Written exercise 1
Reproduce the mailing-list message on the Open vSwitch port race, beginning at the words "The first is" and stopping after "qemuProcessStop.", with "tap interface" substituted for "tap device" throughout.
Written exercise 2
Resume the mailing-list message on the Open vSwitch port race from the point where it stops.

Passage
(begin)

On 6/15/20 11:10 PM, Wei Gong wrote:
environment:libvirt-4.3.0 qemu-kvm-ev-2.10.0 kernel-3.10.0-1062
centos7 openvswitch-2.3.1
vm network xml :
<interface type='bridge'>
<mac address='52:54:00:46:45:95'/>
<source bridge='ovsbr-mgt'/>
<vlan>
<tag id='0'/>
</vlan>
<virtualport type='openvswitch'>
<parameters interfaceid='596c6ab7-4557-4935-af97-62a35d933f8d'/>
</virtualport>
<target dev='vnet0'/>
<model type='virtio'/>
<link state='up'/>
<alias name='net0'/>
<address type='pci' domain='0x0000' bus='0x00'
slot='0x04'
function='0x0'/>
</interface>
qemuProcessStart in qemu_process.c failed to start.
The first is qemu process stop(At this time, the kernel will recycle
tap device,
and the tap device is applied by other virtual machines).Then, ovs
removevport.
It is possible to processing concurrently qemuProcessStart and
qemuProcessStop.
qemuProcessStop(ovs removevport) may remove ports of other virtual
machines
while using openvswitch virtualport.
for example:
Failure to start the vm1, the tap device vnet0 will be recovered
first(at this time vm2 starts and
uses vnet0 device,and ovs add vnet0 port), then the removevport vnet0(
remove vnet0
belonging to vm2 at this time ). During this time interval,
vm2 will apply for the same tap device vnet0 and add port vnet0.

(end)

Data records
(begin)

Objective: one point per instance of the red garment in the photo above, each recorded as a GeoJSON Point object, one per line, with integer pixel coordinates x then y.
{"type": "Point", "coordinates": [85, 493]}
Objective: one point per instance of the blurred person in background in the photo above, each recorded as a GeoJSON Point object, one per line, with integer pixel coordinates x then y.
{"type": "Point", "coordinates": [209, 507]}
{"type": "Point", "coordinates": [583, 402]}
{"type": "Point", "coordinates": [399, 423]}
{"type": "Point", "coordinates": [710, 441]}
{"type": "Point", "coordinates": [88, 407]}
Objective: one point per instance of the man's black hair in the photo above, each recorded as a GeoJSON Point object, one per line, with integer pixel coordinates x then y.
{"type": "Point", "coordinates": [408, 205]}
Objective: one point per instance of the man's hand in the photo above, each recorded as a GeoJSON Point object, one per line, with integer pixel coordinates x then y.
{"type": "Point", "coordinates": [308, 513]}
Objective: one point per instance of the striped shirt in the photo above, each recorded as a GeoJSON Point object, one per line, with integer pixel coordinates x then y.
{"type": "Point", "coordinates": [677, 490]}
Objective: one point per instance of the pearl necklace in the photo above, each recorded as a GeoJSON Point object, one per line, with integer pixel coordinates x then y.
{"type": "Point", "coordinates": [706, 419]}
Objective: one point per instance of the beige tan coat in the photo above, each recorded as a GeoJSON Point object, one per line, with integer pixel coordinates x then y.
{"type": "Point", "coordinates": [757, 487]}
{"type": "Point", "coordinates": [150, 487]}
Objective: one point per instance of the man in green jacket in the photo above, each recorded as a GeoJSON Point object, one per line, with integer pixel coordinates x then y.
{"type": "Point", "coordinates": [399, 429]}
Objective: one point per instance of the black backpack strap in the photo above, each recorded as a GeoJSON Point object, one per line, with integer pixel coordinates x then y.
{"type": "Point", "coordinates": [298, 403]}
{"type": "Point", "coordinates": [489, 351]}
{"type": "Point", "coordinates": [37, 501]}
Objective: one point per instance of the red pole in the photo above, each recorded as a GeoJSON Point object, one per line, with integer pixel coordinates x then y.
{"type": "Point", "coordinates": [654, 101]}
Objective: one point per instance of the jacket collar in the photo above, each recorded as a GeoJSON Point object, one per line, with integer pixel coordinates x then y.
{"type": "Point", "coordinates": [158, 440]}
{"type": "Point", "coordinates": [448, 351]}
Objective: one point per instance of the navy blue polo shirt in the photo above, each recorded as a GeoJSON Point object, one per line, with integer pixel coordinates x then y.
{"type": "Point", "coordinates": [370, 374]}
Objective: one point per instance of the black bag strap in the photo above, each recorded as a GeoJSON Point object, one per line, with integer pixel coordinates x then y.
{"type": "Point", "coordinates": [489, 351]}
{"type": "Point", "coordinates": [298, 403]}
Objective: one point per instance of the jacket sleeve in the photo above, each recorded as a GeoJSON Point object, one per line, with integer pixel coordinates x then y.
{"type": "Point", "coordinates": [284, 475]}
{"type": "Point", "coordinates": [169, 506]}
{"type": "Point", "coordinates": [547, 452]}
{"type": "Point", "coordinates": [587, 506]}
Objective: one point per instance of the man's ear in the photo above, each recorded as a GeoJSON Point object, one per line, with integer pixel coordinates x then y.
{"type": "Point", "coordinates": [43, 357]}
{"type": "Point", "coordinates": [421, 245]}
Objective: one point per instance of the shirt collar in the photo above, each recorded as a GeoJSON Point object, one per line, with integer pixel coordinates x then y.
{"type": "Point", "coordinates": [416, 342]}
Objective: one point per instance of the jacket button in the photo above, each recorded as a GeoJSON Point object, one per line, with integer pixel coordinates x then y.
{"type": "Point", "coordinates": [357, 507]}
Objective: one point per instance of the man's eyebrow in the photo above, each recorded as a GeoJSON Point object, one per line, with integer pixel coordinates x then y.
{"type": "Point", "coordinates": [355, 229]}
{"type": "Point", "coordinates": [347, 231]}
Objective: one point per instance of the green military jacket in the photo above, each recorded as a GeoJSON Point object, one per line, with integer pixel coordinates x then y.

(end)

Exercise output 1
The first is qemu process stop(At this time, the kernel will recycle
tap interface,
and the tap interface is applied by other virtual machines).Then, ovs
removevport.
It is possible to processing concurrently qemuProcessStart and
qemuProcessStop.

Exercise output 2
At this time, removing the port from vm1 will cause the port of vm2
to be lost.
vm2 will not be able to access the network through this vnet0.
reproduce:
Batch start or migrate 10 virtual machines to the same node, one of
the virtual machines start failed.
This failure may be that the storage cannot connect or other
failures(when we reproduced internally,
one of the virtual machines was connected to an invalid storage, and
it was artificially failed).
this problem will cause:
After batch migration, the network of a virtual machine cannot be
accessed,
and the virtual machine service is interrupted
Okay, I understand the problem now, but your patch doesn't fix it.
The problem is (as also described in
https://www.redhat.com/archives/libvir-list/2020-June/msg00481.html ) a
race condition created when the qemu process is shutdown just as a new
qemu process is started - since the old tap device is deleted (and its
name made available for re-use) implicitly as a part of the old qemu
process being terminated, and since the old qemu process has terminated
before we remove the port from OVS, a new tap (with the old name, as the
kernel thinks it is now available) may have already been created by the
kernel by the time qemuProcessStop() gets around to removing the port
associated (by name) with the old tap from the OVS switch.
And we can't eliminate the race by simply moving the call to
virNetDevOpenvswitchRemovePort() up before the call to qemuProcessKill()
- it is also possible that qemu could have exited by itself, or that
some outside force other than libvirt killed it - in this case the tap
has already been deleted by the time qemuProcessStop() is reached.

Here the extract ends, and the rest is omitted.